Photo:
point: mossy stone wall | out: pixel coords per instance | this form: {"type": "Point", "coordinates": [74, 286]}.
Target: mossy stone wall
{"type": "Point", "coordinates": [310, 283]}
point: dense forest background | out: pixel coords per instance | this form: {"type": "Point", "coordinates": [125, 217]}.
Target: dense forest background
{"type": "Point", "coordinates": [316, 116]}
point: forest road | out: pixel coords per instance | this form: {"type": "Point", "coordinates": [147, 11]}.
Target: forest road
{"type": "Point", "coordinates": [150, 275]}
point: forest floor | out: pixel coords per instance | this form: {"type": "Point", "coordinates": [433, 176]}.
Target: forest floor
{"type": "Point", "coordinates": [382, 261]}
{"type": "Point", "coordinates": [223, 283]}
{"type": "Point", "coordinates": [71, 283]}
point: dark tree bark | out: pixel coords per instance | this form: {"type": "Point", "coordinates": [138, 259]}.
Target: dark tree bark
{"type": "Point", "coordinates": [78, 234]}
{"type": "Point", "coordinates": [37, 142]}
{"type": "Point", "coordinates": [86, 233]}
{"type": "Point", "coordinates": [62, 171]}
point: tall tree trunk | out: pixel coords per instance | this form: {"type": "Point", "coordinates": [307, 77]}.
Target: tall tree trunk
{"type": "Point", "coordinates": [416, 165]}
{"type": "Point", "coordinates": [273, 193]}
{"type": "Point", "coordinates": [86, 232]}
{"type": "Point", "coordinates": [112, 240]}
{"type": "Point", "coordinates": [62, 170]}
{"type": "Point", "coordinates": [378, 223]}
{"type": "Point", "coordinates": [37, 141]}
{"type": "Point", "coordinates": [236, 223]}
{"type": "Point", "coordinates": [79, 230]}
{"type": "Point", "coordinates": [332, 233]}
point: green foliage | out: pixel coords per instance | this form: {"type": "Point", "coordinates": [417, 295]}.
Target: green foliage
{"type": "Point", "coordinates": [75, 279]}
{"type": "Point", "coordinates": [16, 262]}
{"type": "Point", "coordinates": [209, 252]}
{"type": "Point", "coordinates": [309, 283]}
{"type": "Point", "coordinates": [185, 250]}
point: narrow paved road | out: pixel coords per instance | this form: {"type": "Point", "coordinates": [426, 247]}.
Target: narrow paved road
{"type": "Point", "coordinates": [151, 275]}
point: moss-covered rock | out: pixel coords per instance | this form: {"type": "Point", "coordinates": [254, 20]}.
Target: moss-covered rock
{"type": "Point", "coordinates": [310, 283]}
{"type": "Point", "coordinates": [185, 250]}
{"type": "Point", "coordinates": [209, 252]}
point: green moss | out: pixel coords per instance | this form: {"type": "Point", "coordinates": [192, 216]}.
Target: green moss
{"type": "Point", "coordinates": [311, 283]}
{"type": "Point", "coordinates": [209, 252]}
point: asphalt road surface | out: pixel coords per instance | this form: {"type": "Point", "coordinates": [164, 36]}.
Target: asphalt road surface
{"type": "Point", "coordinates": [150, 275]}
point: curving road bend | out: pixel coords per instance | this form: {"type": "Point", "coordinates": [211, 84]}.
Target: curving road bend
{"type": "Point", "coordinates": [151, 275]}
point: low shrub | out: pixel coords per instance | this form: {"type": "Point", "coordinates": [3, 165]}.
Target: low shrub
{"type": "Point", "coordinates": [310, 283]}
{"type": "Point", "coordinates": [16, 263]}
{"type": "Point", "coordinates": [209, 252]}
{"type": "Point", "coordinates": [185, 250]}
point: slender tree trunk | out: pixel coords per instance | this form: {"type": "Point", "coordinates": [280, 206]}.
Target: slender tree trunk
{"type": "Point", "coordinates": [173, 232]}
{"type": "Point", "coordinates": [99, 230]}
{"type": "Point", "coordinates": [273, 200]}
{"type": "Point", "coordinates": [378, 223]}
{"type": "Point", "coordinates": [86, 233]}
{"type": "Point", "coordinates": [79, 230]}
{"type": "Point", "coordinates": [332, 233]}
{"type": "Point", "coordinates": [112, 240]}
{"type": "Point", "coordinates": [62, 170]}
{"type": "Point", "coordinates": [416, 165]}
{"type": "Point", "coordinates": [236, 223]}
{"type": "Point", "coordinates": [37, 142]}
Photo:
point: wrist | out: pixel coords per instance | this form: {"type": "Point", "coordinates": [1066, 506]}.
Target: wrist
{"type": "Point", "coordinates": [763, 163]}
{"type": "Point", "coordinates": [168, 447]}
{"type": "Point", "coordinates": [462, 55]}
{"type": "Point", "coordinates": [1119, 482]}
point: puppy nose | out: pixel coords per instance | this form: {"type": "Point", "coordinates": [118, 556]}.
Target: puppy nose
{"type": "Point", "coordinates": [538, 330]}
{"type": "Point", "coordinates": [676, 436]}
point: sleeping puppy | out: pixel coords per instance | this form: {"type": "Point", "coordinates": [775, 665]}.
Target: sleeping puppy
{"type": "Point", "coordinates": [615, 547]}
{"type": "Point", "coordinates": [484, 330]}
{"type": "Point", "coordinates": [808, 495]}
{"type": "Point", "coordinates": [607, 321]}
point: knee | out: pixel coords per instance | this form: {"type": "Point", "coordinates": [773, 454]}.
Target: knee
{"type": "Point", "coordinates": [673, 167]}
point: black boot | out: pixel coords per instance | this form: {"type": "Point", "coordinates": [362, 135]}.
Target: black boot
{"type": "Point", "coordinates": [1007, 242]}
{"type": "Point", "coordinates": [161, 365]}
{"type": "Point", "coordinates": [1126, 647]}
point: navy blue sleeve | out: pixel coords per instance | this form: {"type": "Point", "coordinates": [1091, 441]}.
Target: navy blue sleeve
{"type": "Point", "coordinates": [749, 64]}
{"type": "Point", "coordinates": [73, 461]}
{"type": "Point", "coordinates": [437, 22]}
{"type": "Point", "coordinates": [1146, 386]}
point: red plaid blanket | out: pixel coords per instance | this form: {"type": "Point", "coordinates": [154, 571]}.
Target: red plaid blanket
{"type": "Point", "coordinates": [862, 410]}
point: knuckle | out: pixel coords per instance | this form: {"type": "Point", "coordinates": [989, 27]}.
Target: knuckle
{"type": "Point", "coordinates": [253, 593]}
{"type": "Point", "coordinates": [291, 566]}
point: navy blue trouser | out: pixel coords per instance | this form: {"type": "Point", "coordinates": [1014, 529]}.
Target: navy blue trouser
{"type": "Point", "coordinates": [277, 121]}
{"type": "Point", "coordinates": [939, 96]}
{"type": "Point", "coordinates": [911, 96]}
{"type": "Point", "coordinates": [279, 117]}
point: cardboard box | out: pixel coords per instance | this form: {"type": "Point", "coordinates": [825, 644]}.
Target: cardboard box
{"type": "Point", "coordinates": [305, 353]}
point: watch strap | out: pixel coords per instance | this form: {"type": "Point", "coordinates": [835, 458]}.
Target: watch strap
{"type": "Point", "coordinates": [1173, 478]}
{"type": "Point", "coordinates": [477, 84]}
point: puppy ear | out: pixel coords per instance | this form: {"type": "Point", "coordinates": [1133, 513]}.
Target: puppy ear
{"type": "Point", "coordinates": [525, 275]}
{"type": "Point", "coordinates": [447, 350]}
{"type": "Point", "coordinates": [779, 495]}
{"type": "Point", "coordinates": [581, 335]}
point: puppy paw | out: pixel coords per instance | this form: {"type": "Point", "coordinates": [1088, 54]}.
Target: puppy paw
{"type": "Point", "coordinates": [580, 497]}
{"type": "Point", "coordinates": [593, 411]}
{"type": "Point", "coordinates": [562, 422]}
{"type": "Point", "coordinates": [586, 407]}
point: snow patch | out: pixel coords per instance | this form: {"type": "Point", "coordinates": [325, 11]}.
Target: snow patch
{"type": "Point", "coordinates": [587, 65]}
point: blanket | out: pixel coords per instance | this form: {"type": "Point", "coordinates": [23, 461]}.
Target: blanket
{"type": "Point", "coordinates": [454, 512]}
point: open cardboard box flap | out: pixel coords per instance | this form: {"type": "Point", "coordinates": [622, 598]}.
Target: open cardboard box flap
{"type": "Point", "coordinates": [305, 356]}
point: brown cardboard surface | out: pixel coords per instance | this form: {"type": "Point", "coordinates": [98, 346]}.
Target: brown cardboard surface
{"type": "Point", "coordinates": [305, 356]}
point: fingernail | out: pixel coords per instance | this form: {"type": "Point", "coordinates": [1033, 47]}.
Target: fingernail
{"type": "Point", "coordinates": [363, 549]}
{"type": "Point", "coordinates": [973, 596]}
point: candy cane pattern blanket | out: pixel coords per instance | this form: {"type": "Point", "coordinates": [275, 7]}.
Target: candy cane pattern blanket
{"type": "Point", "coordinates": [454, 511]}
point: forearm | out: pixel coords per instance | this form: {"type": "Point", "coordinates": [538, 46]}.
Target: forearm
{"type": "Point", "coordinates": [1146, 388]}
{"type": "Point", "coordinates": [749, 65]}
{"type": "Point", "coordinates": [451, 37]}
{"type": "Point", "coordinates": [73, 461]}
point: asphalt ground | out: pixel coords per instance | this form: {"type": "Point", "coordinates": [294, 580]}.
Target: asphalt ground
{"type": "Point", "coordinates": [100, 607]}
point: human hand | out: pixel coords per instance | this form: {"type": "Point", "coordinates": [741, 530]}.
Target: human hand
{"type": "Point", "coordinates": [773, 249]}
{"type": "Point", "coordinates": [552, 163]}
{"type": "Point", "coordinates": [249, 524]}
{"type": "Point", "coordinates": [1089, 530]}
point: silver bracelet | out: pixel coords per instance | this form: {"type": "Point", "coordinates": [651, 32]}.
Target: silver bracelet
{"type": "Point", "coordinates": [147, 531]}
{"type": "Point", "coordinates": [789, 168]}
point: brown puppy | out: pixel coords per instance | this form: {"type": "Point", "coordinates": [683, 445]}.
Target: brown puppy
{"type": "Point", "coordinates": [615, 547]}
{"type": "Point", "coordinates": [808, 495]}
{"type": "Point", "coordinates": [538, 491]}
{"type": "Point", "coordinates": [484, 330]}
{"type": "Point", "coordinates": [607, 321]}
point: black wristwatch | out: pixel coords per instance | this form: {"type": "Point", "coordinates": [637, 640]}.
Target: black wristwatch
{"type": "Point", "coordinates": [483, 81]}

==

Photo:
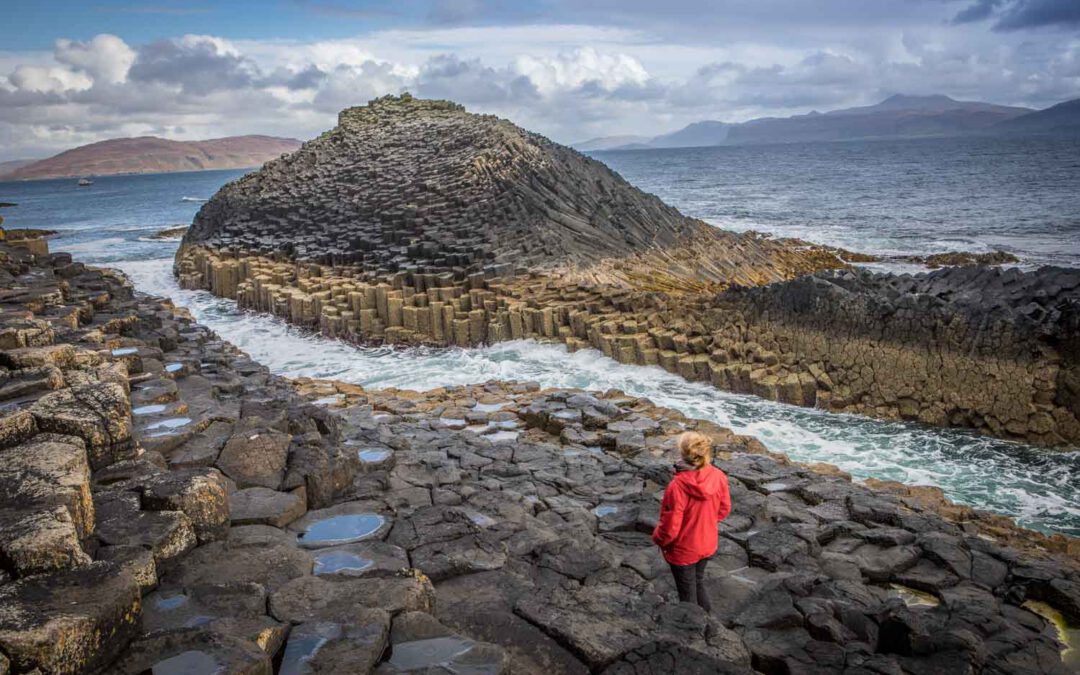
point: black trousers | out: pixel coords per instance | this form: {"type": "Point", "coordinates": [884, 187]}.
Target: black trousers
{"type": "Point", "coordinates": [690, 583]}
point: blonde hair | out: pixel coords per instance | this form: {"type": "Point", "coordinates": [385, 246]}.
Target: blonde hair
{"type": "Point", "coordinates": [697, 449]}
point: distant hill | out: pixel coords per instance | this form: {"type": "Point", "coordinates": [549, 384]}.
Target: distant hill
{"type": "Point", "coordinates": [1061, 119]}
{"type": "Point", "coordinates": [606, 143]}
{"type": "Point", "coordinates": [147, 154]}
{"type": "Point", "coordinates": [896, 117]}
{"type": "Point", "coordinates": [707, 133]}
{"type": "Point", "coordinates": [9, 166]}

The problem ->
For the material above, reproduce exactly the lines from the line with "point: blonde hair" to the line with "point: distant hill", inclusive, and exclude all others.

Expected answer ->
point: blonde hair | out: pixel coords per instance | this form: {"type": "Point", "coordinates": [385, 246]}.
Target: blonde hair
{"type": "Point", "coordinates": [697, 449]}
point: distant hill | out: pixel coords per instance | this form: {"type": "Point", "coordinates": [549, 384]}.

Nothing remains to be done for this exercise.